Only the lines from the one containing "the pink flower." through the last line below should be written out, exactly and with both ends kept.
□ □ □ □ □
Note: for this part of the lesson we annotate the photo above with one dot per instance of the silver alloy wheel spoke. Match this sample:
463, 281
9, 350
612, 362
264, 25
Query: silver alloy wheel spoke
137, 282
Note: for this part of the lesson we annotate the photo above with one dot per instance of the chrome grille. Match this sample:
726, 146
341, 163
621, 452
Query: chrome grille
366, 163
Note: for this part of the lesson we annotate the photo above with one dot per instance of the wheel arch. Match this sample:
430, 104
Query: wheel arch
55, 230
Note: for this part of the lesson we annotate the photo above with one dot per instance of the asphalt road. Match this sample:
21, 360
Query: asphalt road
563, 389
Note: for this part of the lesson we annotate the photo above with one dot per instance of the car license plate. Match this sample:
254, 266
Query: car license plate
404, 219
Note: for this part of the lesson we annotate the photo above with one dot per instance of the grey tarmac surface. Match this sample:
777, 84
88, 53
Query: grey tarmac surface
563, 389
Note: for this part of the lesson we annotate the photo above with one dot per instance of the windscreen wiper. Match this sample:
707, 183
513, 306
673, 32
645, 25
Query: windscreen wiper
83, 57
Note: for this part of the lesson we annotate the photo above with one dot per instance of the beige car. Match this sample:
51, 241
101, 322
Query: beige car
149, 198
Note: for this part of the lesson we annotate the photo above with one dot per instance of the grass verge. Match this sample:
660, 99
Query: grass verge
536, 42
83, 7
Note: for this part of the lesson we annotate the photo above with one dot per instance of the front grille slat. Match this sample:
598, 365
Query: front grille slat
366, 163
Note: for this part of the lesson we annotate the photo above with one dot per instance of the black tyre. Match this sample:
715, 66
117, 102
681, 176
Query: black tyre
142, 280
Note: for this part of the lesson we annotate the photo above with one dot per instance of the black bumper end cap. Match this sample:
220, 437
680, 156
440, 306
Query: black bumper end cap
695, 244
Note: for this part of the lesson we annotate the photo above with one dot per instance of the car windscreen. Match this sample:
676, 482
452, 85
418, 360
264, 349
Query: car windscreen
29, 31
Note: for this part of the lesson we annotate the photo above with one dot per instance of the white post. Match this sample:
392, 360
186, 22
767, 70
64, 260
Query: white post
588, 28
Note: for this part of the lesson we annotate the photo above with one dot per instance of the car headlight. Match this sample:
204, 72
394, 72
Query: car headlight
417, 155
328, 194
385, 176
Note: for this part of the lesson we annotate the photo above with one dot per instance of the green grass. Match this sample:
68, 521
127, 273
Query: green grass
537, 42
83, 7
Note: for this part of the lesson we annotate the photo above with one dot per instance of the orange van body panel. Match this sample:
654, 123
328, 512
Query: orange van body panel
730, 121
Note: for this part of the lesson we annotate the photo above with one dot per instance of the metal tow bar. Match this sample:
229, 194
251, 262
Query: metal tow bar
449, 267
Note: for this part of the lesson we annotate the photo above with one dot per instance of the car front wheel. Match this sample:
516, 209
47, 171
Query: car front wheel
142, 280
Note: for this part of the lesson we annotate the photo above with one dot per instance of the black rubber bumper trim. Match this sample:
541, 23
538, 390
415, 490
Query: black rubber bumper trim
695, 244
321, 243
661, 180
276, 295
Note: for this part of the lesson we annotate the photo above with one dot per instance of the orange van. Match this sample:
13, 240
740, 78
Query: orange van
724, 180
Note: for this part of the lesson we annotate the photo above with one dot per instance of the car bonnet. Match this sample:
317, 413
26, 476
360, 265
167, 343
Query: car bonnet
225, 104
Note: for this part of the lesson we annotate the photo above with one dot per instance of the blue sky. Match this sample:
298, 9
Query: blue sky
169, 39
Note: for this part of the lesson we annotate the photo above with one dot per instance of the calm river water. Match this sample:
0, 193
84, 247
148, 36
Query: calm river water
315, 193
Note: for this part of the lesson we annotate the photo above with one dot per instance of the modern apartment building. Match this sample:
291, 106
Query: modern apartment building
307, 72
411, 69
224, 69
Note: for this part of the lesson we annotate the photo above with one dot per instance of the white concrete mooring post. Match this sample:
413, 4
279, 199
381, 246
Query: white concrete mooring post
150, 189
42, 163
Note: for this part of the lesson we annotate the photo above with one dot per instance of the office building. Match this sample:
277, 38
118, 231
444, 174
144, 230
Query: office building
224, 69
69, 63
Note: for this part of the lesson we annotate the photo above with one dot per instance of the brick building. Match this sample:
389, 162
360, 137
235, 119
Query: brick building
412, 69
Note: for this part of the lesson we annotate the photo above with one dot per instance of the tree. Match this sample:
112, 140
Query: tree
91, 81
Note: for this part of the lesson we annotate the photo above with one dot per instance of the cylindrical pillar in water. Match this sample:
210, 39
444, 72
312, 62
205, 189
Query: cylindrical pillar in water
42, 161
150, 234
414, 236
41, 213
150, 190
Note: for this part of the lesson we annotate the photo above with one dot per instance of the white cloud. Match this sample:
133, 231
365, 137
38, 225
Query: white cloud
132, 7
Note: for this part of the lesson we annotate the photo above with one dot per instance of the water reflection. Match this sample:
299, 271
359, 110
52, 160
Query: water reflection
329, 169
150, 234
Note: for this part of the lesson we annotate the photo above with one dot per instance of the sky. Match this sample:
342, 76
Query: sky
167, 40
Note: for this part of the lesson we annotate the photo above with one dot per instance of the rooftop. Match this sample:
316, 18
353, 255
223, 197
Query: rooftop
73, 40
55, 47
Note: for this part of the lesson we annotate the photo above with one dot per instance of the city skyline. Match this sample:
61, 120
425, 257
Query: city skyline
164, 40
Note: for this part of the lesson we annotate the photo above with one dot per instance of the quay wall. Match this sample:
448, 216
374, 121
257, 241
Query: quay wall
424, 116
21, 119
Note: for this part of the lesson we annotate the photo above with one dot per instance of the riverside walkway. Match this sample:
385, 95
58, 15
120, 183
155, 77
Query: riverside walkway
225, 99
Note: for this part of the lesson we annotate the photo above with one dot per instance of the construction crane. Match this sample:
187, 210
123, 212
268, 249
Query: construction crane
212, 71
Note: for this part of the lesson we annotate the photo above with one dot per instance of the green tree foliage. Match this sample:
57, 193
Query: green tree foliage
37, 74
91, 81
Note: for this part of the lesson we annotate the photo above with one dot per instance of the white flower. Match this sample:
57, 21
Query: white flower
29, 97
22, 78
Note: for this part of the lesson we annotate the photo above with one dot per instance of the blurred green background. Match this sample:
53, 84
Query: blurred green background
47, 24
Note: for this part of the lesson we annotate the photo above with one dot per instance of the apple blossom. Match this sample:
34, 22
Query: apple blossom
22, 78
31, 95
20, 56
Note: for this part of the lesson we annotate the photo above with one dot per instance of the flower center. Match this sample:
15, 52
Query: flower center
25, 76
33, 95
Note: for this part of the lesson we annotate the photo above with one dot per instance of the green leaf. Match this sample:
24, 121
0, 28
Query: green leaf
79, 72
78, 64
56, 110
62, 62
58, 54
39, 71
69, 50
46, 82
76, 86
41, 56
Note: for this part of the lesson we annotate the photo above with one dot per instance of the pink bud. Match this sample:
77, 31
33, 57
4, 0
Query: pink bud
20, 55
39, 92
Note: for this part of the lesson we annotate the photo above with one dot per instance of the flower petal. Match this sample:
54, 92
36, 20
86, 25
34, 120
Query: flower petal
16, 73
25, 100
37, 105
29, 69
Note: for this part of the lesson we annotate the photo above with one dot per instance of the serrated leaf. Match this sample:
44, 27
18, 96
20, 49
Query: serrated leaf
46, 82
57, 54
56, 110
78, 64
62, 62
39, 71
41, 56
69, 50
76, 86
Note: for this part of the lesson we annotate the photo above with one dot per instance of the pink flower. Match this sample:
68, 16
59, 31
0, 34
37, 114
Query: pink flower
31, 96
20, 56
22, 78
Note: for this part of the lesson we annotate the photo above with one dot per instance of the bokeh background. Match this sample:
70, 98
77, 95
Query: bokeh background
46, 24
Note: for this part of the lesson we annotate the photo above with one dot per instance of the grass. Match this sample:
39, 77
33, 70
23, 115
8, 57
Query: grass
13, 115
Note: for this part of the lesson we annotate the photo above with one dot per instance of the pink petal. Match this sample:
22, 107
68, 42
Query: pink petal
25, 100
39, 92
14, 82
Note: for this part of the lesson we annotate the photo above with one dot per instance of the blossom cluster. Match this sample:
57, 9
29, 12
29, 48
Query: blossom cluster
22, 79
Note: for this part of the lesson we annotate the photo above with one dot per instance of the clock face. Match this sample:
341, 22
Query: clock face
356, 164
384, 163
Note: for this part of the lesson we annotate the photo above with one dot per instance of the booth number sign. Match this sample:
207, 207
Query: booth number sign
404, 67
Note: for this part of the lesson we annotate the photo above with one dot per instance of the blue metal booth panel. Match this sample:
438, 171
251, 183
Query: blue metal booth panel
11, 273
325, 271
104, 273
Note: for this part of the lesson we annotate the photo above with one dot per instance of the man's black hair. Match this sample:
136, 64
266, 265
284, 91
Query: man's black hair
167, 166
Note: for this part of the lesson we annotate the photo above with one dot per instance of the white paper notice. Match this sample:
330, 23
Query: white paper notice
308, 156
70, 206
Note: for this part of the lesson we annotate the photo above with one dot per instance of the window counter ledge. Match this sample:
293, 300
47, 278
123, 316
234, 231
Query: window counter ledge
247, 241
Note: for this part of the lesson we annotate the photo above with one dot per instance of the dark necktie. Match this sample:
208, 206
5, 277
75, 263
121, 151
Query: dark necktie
□ □ □ □ □
§ **Written solution**
Note: for this part of the lesson we annotate the photo above with one dot per instance of the pink flower. Match this sample:
68, 16
59, 31
0, 34
37, 114
Query: pink flower
31, 96
20, 56
22, 78
Note: for this part of the lesson we annotate the photo above with one dot per instance of the bokeh background. Match this sample:
70, 98
77, 95
Query: bokeh background
46, 24
Note: for this part of the lesson we annotate the photo above with one dot per instance of the grass. Match this sample:
39, 77
33, 70
23, 115
8, 57
Query: grass
13, 115
Note: for this part of the lesson we annotate the photo above with one dot per instance of the pink petal. Match this sample:
22, 107
68, 42
Query: pink petal
25, 100
39, 92
14, 82
Note: for this part of the lesson we annotate the photo above with one dot per instance of the blossom cluster. Match this sample:
57, 9
29, 12
29, 48
Query: blossom cluster
22, 79
Note: for this part of the lesson we annotate the photo above with one dot per instance of the clock face. Match this sample:
341, 22
Query: clock face
356, 164
384, 163
Note: for this part of the lesson we annotate the photo above with one dot per instance of the booth number sign. Match this sample:
207, 207
Query: booth number sign
404, 67
Note: for this part of the lesson we annotate the photo above with one dot per instance of the blue metal booth panel. Match this sample:
438, 171
251, 183
Query: blue metal booth panel
11, 273
325, 271
104, 273
Note: for this part of the lesson we annotate the photo above with one dot per instance of the man's black hair. Match this sample:
136, 64
266, 265
284, 91
Query: man's black hair
167, 166
Note: for this part of the lesson we annotate the photo above with one dot per instance of the white paper notice. Match this sample:
330, 23
Query: white paper notice
308, 156
70, 206
Note: for this part of the lesson we annotate the photo above with one dot per instance of the window counter ledge. Match this sample:
293, 300
47, 278
123, 316
234, 231
Query: window counter ledge
247, 241
Note: for this part of the lesson we annotate the photo above with one dot per instance of the dark necktie. Match this sample:
208, 206
5, 277
75, 263
121, 151
Query: dark necktie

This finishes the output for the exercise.